▶ About this exercise
Scan the records for the line containing "Format: (161,441)". From there through the last line, write out each line exactly.
===== Exercise materials =====
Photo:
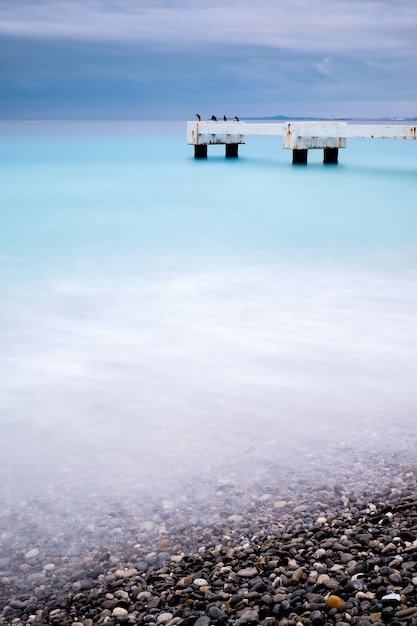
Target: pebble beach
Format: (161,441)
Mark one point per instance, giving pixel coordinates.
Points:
=====
▶ Reply to the exercise
Format: (161,441)
Mark one point per instance, giving pixel coordinates.
Points:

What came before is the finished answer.